> EXERCISE DESCRIPTION
From the records below, please repeat exactly the line that has "Expected: for every instance of the thai", the line that has "Expected: for every instance of the window pane, the", and every line between them, and nothing else.

> INPUT
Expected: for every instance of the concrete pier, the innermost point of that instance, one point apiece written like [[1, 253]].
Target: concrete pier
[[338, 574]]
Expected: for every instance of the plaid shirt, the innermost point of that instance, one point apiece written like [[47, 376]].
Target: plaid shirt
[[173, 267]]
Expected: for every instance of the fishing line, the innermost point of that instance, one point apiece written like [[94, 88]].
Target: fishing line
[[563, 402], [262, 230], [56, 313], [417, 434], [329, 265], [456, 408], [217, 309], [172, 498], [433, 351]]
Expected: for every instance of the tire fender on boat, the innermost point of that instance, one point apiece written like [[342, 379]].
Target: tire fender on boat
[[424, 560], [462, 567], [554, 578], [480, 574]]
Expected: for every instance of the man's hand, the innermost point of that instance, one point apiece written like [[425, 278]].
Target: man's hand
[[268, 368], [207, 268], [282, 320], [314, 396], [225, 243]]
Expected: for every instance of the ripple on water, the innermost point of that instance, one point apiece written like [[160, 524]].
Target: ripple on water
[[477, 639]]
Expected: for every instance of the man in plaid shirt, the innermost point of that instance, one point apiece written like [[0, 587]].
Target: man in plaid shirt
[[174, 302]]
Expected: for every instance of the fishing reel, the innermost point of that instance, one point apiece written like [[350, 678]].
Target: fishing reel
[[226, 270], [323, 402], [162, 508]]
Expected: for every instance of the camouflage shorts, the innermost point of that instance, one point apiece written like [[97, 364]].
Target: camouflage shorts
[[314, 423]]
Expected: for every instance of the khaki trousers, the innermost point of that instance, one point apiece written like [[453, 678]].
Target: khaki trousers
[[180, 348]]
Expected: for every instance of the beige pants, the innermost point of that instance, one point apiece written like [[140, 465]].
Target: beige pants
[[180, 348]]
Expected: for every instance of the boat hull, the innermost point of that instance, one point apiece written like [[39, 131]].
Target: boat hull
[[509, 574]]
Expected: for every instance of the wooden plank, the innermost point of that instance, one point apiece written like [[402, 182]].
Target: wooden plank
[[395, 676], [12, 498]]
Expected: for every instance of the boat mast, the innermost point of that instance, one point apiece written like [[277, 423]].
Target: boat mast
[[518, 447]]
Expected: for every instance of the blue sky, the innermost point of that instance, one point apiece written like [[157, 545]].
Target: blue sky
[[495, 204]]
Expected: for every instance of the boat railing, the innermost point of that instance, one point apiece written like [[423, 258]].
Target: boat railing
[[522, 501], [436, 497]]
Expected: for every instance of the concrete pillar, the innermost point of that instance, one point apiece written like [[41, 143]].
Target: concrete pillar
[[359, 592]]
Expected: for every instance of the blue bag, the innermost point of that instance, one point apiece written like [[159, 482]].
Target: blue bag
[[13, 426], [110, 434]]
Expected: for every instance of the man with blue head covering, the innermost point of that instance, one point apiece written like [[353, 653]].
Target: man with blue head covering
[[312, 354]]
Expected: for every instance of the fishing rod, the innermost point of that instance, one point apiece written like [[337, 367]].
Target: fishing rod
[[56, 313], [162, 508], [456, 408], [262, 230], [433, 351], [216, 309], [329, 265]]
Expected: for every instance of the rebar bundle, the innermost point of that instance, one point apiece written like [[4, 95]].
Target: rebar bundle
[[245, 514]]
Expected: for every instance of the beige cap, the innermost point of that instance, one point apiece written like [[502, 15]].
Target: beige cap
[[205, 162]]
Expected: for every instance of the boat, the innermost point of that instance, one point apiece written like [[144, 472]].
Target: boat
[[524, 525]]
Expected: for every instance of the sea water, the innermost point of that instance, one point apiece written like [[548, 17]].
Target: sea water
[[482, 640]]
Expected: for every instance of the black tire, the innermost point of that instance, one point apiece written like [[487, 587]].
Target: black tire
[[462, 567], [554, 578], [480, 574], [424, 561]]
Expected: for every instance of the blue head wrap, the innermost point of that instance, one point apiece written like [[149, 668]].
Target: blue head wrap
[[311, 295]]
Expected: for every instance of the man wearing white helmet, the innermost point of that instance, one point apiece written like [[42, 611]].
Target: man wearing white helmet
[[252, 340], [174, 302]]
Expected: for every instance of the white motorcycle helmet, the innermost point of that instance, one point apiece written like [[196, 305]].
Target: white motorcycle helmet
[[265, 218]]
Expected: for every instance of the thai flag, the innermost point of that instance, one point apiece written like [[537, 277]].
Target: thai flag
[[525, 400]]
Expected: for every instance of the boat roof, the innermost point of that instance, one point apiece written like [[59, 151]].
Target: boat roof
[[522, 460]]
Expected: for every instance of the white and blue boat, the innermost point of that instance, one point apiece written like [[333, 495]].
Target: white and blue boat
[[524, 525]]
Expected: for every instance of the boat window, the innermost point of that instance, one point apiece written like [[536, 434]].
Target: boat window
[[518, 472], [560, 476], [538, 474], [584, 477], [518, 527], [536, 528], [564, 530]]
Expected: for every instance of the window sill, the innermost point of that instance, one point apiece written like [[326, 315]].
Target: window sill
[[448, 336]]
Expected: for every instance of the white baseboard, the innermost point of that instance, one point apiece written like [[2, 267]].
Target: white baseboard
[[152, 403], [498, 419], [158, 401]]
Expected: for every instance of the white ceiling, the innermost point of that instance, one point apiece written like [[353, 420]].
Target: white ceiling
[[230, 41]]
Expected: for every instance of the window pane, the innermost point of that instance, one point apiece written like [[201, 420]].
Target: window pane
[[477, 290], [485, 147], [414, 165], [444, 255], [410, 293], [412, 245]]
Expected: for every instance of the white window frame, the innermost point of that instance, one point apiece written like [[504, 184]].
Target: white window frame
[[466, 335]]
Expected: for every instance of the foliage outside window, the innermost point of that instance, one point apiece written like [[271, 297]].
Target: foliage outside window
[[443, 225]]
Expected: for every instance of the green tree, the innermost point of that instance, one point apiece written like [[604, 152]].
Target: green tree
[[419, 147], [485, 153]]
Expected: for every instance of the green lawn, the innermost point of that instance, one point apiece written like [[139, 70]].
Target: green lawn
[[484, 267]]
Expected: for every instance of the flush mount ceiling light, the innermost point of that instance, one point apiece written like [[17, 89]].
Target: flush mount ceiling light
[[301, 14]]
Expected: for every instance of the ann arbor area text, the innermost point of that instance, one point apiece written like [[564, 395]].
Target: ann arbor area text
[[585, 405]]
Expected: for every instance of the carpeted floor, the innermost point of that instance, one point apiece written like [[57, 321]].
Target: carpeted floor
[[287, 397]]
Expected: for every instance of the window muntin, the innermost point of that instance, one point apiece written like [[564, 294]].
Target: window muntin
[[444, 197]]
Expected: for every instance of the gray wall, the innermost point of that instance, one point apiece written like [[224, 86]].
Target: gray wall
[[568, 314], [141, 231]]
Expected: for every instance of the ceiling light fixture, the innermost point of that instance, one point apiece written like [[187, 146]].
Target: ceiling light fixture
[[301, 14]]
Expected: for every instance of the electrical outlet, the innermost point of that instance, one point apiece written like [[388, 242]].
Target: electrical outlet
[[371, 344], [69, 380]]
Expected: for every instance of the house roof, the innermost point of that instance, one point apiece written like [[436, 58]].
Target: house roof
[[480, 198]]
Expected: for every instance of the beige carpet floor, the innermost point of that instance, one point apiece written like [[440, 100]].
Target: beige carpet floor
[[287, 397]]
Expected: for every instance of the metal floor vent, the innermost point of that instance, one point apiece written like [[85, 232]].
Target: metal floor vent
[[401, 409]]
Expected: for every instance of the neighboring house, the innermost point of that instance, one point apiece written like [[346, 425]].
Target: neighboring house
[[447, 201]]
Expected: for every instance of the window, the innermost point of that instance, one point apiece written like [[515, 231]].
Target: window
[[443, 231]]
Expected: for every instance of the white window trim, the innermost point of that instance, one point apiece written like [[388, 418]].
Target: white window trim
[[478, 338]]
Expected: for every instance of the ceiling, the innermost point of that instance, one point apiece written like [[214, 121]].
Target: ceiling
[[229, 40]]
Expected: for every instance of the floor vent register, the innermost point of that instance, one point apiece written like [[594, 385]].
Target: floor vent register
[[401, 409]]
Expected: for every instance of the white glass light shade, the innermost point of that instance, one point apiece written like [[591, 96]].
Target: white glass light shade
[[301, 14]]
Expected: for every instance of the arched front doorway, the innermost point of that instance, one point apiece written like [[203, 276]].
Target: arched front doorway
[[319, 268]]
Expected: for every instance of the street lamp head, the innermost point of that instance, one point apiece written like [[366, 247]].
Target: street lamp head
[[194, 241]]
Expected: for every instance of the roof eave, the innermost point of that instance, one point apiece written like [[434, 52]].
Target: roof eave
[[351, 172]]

> FINAL ANSWER
Expected: for every instance of the thai flag, the innermost point of that instance, one point apiece written like [[537, 277]].
Target: thai flag
[[525, 400]]
Expected: for every instance of the boat roof, the innermost point of that instance, one point apiece written like [[59, 151]].
Target: boat roof
[[522, 460]]
Expected: for every instance of the white and blue boat, the innermost point of that instance, one point apiece written like [[333, 495]].
Target: white and blue boat
[[524, 525]]
Expected: for every instance of the boat window, the innermost point of that instance, one point apiece written like [[536, 434]].
Target: boat window
[[518, 472], [560, 476], [538, 474], [584, 477], [518, 527], [536, 528], [564, 530]]
Expected: for every instance of the window sill, the innermost point of that instance, one point apiece written like [[326, 315]].
Target: window sill
[[448, 336]]
Expected: for every instance of the white baseboard, the innermost point of that instance, one point apiece written like [[2, 267]].
Target: white baseboard
[[152, 403], [498, 419], [158, 401]]
Expected: for every instance of the white ceiling, the innermost point of that instance, one point apiece written like [[353, 420]].
Target: white ceiling
[[230, 41]]
Expected: for every instance of the window pane, the innermost point of that instance, one point apiece written like [[201, 420]].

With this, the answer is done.